TASK DETAILS
Output all the entries word for word. Omit the pictures.

*-*-*

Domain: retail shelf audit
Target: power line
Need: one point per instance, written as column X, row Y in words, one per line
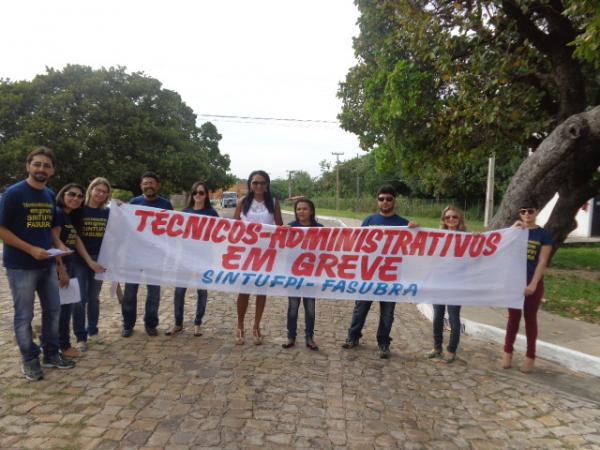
column 279, row 119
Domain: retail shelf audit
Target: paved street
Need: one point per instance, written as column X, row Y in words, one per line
column 205, row 392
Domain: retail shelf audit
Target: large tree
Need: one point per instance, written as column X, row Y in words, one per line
column 107, row 123
column 442, row 84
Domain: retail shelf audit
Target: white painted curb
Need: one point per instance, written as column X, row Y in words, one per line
column 572, row 359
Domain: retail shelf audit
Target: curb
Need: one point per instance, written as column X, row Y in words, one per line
column 572, row 359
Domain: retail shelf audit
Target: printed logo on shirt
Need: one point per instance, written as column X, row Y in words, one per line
column 94, row 227
column 39, row 215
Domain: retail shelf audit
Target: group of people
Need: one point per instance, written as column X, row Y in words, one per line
column 33, row 221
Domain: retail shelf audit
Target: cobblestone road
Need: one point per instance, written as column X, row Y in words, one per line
column 205, row 392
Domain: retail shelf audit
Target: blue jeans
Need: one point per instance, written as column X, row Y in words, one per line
column 66, row 312
column 129, row 306
column 179, row 301
column 386, row 319
column 89, row 288
column 438, row 326
column 23, row 286
column 309, row 316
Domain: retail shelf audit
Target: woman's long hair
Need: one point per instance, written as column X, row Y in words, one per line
column 76, row 215
column 461, row 218
column 95, row 182
column 269, row 201
column 191, row 202
column 313, row 219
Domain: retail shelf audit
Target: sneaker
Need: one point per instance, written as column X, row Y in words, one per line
column 126, row 332
column 81, row 346
column 32, row 370
column 58, row 362
column 70, row 352
column 350, row 344
column 95, row 339
column 384, row 351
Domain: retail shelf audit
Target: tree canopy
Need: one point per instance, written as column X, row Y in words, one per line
column 441, row 85
column 107, row 123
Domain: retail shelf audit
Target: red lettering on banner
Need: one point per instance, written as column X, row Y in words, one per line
column 389, row 270
column 159, row 222
column 257, row 258
column 461, row 245
column 347, row 263
column 303, row 265
column 232, row 255
column 492, row 243
column 222, row 225
column 252, row 231
column 419, row 243
column 435, row 235
column 176, row 219
column 143, row 214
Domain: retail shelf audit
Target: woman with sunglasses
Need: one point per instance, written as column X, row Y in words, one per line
column 539, row 247
column 452, row 219
column 304, row 211
column 95, row 218
column 258, row 206
column 68, row 223
column 199, row 203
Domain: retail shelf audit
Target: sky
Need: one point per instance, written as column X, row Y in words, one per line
column 261, row 58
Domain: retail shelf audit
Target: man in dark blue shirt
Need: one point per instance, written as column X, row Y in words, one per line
column 150, row 185
column 386, row 217
column 26, row 221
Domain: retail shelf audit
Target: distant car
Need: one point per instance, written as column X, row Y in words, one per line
column 229, row 200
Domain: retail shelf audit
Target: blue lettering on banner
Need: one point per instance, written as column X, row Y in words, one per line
column 380, row 289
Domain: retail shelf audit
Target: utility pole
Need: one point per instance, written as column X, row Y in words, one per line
column 290, row 173
column 337, row 179
column 489, row 193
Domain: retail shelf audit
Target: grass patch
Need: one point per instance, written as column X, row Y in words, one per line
column 571, row 295
column 577, row 258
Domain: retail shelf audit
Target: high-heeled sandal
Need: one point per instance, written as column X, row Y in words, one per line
column 239, row 336
column 257, row 336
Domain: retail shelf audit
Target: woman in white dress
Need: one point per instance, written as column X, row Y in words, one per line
column 257, row 206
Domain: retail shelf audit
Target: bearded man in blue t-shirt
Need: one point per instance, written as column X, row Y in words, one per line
column 386, row 217
column 150, row 185
column 26, row 221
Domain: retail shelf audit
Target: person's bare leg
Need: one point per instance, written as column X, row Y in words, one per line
column 260, row 308
column 242, row 306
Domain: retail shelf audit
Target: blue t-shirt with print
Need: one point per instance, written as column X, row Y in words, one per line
column 68, row 233
column 295, row 223
column 538, row 237
column 159, row 202
column 93, row 229
column 377, row 220
column 210, row 211
column 29, row 214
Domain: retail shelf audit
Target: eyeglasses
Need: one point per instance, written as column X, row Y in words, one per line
column 39, row 165
column 530, row 211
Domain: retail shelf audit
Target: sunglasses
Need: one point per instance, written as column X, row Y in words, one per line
column 530, row 211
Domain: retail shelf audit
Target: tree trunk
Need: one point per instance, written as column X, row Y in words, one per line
column 566, row 162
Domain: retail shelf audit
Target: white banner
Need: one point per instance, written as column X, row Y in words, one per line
column 150, row 246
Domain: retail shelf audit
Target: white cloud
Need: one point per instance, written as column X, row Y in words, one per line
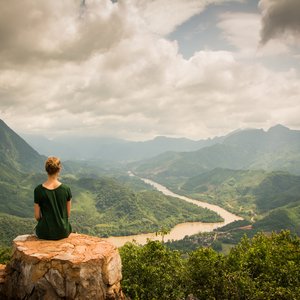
column 106, row 73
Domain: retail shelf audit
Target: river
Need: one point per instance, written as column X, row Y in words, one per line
column 181, row 230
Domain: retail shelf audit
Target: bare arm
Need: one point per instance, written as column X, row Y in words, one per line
column 37, row 211
column 69, row 208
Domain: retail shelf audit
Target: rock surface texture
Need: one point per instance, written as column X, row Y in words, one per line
column 78, row 267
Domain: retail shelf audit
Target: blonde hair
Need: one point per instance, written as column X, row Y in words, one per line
column 52, row 165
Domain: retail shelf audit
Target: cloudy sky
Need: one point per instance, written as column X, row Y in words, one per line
column 136, row 69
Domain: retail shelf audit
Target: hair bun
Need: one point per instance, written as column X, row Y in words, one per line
column 52, row 165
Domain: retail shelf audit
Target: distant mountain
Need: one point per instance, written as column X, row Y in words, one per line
column 271, row 199
column 16, row 154
column 275, row 149
column 91, row 148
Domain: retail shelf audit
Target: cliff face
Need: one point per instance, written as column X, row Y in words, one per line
column 78, row 267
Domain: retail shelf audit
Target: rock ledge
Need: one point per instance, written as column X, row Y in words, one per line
column 78, row 267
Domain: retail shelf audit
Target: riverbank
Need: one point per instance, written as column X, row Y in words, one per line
column 179, row 231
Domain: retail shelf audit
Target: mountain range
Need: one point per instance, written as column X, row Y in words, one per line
column 112, row 149
column 250, row 172
column 101, row 205
column 275, row 149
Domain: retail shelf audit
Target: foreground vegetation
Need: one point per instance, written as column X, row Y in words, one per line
column 264, row 267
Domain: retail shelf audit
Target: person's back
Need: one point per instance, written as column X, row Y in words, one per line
column 52, row 204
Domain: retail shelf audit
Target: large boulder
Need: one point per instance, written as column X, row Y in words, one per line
column 77, row 267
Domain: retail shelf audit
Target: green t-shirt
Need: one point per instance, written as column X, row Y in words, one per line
column 54, row 223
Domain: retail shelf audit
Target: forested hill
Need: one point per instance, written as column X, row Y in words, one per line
column 275, row 149
column 15, row 154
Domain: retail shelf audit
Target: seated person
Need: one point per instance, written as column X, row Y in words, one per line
column 52, row 204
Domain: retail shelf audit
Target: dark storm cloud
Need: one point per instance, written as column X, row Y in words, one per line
column 280, row 17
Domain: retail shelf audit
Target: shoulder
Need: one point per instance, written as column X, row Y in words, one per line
column 65, row 187
column 38, row 188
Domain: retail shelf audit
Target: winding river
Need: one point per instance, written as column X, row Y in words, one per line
column 181, row 230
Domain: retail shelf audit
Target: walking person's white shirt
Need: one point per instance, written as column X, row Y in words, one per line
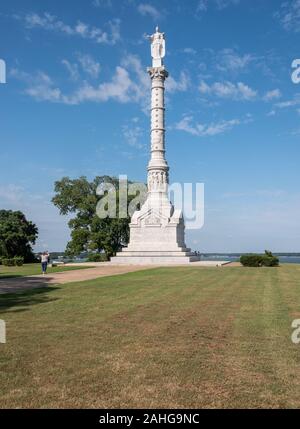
column 44, row 258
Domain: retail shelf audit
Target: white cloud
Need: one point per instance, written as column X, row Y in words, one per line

*-*-*

RESPONSE FOR THIS EXERCISE
Domain: retail shelf audit
Target: power line
Need: one point per instance, written as column X, row Y in words, one per line
column 279, row 119
Domain: retail shelf audit
Target: paved street
Need: one point per instance, written as column X, row Y in words, one per line
column 205, row 392
Domain: retail shelf audit
Target: large tree
Need: one point per instance, written as column X, row Y in words, one per line
column 107, row 123
column 442, row 84
Domain: retail shelf audit
Target: white painted curb
Need: one point per instance, written as column X, row Y in words, one per line
column 572, row 359
Domain: retail shelf audit
Target: curb
Need: one point per instance, written as column X, row Y in words, one per line
column 572, row 359
Domain: retail shelf audit
Target: printed logo on shirt
Need: one point per instance, written as column X, row Y in words, one per line
column 94, row 227
column 39, row 215
Domain: retail shelf audit
Target: group of people
Need: one point per instance, written as column X, row Y in words, one per line
column 33, row 221
Domain: retail shelf audit
Target: cobblestone road
Need: one point per instance, written as column X, row Y in words, one per line
column 205, row 392
Domain: retail shelf audit
Target: blue jeans
Need: one point per instance, written as column X, row Y in words, one per line
column 66, row 312
column 129, row 306
column 179, row 301
column 386, row 319
column 89, row 288
column 438, row 326
column 23, row 286
column 309, row 316
Domain: retail shelf audit
Target: woman's long hair
Need: one point per instance, written as column X, row Y in words, one per line
column 76, row 215
column 461, row 218
column 95, row 182
column 269, row 201
column 191, row 202
column 313, row 219
Domain: retail shelf audit
Target: sneaker
Need: one point per instance, written as column X, row Y in words, one per line
column 126, row 332
column 81, row 346
column 32, row 370
column 58, row 362
column 70, row 352
column 350, row 344
column 95, row 339
column 384, row 351
Domain: retail shelf audit
Target: tree canopy
Need: one point per instance, written as column X, row Y in words, one per line
column 441, row 85
column 107, row 123
Domain: retail shelf audit
Target: red lettering on banner
Need: one point per instance, written as column X, row Y in words, one per line
column 389, row 270
column 159, row 222
column 257, row 258
column 461, row 245
column 347, row 263
column 303, row 265
column 232, row 255
column 492, row 243
column 222, row 225
column 252, row 231
column 419, row 243
column 435, row 235
column 176, row 219
column 143, row 214
Domain: retail shelf audit
Target: woman with sunglasses
Need: one point per instance, written as column X, row Y in words, one per line
column 539, row 247
column 452, row 219
column 304, row 211
column 95, row 218
column 258, row 206
column 68, row 223
column 199, row 203
Domain: retail shelf audit
Target: sky
Need: one point per instance, written as column X, row Y in words, one per line
column 261, row 58
Domain: retail shelf audit
Target: man in dark blue shirt
Need: one point per instance, written as column X, row Y in words, one per line
column 150, row 185
column 386, row 217
column 26, row 221
Domain: retail shelf audit
Target: distant car
Need: one point per instance, written as column X, row Y in words, one per line
column 229, row 200
Domain: retail shelf audit
Target: blue lettering on banner
Need: one point per instance, written as column X, row Y in words, one per line
column 380, row 289
Domain: retail shelf audit
Target: utility pole
Need: one point per instance, written as column X, row Y in words, one per line
column 290, row 173
column 337, row 179
column 489, row 193
Domain: retail shelf audit
Target: grass patch
Need: one point per instance, written as column X, row Y in words, one per line
column 571, row 295
column 577, row 258
Domain: retail shelf audit
Target: high-heeled sandal
Need: one point per instance, written as column X, row Y in words, one per line
column 239, row 336
column 257, row 336
Domain: retail shelf audit
Target: woman in white dress
Need: one point per instance, written as column X, row Y in words, one per line
column 257, row 206
Domain: retail shelf audit
Target: bearded man in blue t-shirt
Need: one point per instance, written as column X, row Y in words, one per line
column 386, row 217
column 150, row 185
column 26, row 221
Domain: retail shelf audit
Target: person's bare leg
Need: one point per instance, written as column X, row Y in words, one per line
column 260, row 308
column 242, row 306
Domain: retail shelf audit
Target: blue t-shirt with print
Need: one point per instance, written as column X, row Y in words, one per line
column 68, row 233
column 295, row 223
column 538, row 237
column 159, row 202
column 93, row 229
column 377, row 220
column 210, row 211
column 29, row 214
Domain: retail shelf audit
Target: eyeglasses
Need: one point per instance, written as column X, row Y in words, one per line
column 39, row 165
column 530, row 211
Domain: retail shelf audit
Target: sunglasses
Need: one point per instance, written as column X, row Y in words, one per line
column 530, row 211
Domain: retail shelf audit
Target: tree trunk
Need: one point per instance, written as column X, row Y in words, one per line
column 566, row 162
Domain: retail shelf audit
Target: white banner
Need: one point per instance, written as column X, row Y in words, one per line
column 150, row 246
Domain: retail shelf audit
Target: white cloud
Need: one point per instance, written as column X, row Y in words, one per line
column 106, row 73
Domain: retail shelf audit
Target: river
Need: one point per instance, written as column X, row Y in words, one per line
column 181, row 230
Domain: retail shelf audit
Target: bare arm
Need: one point per instance, written as column X, row Y in words, one per line
column 37, row 211
column 69, row 208
Domain: retail shelf audit
Target: rock surface texture
Need: one point per instance, written as column X, row Y in words, one per line
column 78, row 267
Domain: retail shelf audit
Target: blonde hair
Need: one point per instance, written as column X, row Y in words, one per line
column 52, row 165
Domain: retail shelf audit
Target: cloudy sky
Need: one point per instance, written as column X, row Y in words, one per line
column 136, row 69
Domain: retail shelf audit
Target: hair bun
Need: one point per instance, written as column X, row Y in words, one per line
column 52, row 165
Domain: retail shelf audit
Target: distant mountain
Need: one point per instance, written as column X, row Y in words, one per line
column 271, row 199
column 16, row 154
column 275, row 149
column 91, row 148
Domain: retail shelf audit
Target: cliff face
Need: one point per instance, written as column X, row Y in words, one per line
column 78, row 267
Domain: retail shelf audit
Target: rock ledge
Need: one point per instance, written as column X, row Y in words, one per line
column 78, row 267
Domain: retail shelf audit
Target: riverbank
Need: one point per instance, written as column X, row Y in words, one per line
column 179, row 231
Domain: retail shelf audit
Target: mountain range
Need: one point per instance, written as column X, row Y in words, one per line
column 112, row 149
column 250, row 172
column 101, row 205
column 275, row 149
Domain: retail shelf audit
Target: foreground vegetation
Need: one point per instance, written as column X, row Y in words, one per line
column 264, row 267
Domain: retail shelf audit
Target: person's back
Need: one point per instance, written as column X, row Y in words, one per line
column 52, row 204
Domain: retail shelf audit
Target: large boulder
Need: one point per instance, written as column X, row Y in words, one per line
column 77, row 267
Domain: retail shelf audit
Target: green t-shirt
Need: one point per instance, written as column X, row Y in words, one per line
column 54, row 223
Domain: retail shelf audit
Target: forested hill
Need: one point per instance, written as column X, row Y in words, one per line
column 275, row 149
column 15, row 154
Domain: retail shelf audit
Target: seated person
Need: one point per instance, written as column X, row Y in words, one per line
column 52, row 204
Domain: retail shelf audit
Target: dark storm cloud
Need: one point per instance, written as column X, row Y in words, one per line
column 280, row 17
Domain: retail shelf audit
Target: shoulder
Need: one point per instance, written as column X, row Y in words, one per line
column 65, row 187
column 38, row 188
Domain: retail shelf audit
Target: winding river
Need: one point per instance, written as column X, row Y in words, one per line
column 181, row 230
Domain: retail shelf audit
Target: walking person's white shirt
Need: one point per instance, written as column X, row Y in words, one per line
column 44, row 258
Domain: retail shelf audit
Target: white cloud
Need: one point per instance, written as column X, row Y in words, one per line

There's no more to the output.